## EXERCISE DETAILS
Pull out every line of the records that contains the word "cleat", matching case exactly.

## DATASET EXTRACT
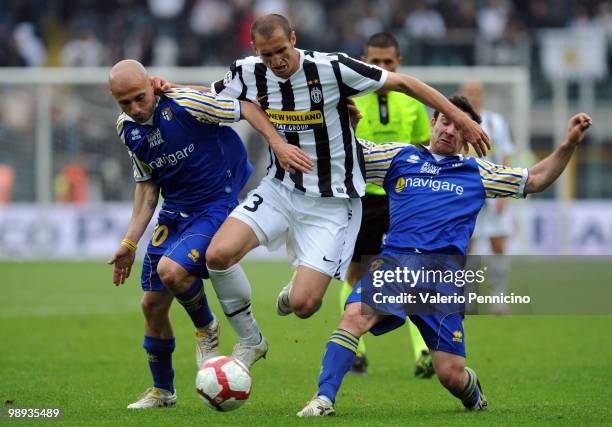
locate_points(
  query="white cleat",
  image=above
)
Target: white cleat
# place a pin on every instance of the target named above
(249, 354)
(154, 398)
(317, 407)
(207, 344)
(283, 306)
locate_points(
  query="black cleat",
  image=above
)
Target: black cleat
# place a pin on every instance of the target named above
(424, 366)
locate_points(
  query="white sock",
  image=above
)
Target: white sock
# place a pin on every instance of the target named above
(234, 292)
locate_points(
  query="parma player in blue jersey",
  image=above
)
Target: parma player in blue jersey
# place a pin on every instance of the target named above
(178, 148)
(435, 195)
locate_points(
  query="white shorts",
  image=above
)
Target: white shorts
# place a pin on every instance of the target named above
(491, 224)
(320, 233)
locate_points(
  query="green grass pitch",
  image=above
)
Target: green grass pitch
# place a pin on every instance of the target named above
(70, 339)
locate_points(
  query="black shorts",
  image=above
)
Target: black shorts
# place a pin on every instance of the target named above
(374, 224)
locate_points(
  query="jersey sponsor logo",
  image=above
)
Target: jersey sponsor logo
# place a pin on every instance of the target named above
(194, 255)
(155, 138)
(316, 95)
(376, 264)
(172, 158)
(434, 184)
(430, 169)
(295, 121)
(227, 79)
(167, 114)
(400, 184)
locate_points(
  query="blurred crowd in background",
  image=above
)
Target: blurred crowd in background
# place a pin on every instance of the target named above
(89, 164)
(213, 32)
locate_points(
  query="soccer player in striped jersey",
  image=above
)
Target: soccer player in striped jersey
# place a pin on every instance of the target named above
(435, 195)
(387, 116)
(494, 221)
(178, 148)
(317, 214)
...
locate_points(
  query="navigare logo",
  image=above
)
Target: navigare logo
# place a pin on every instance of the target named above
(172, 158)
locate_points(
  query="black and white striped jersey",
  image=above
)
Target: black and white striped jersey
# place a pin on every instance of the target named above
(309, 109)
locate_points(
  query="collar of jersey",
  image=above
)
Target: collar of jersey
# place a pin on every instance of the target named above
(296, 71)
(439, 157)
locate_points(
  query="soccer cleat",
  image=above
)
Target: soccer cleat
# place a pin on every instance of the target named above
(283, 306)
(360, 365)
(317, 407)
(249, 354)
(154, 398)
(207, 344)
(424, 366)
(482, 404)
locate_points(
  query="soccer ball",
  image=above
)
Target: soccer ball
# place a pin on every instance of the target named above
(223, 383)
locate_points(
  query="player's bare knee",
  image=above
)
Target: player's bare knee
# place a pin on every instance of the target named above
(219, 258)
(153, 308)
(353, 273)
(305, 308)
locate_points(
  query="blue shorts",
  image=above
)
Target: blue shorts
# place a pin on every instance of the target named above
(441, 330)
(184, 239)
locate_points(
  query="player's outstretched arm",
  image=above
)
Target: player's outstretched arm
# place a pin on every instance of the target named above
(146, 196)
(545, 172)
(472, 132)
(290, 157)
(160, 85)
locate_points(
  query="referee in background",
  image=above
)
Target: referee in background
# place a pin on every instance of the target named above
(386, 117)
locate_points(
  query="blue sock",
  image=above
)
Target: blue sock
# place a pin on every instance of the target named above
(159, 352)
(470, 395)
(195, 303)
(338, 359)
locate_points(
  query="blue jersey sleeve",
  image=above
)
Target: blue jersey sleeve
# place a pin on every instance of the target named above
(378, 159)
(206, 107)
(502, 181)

## REPLY
  query="white cleat",
Target: white cleat
  query="black cleat",
Target: black cleat
  query="soccer cleat",
Target: soccer cleat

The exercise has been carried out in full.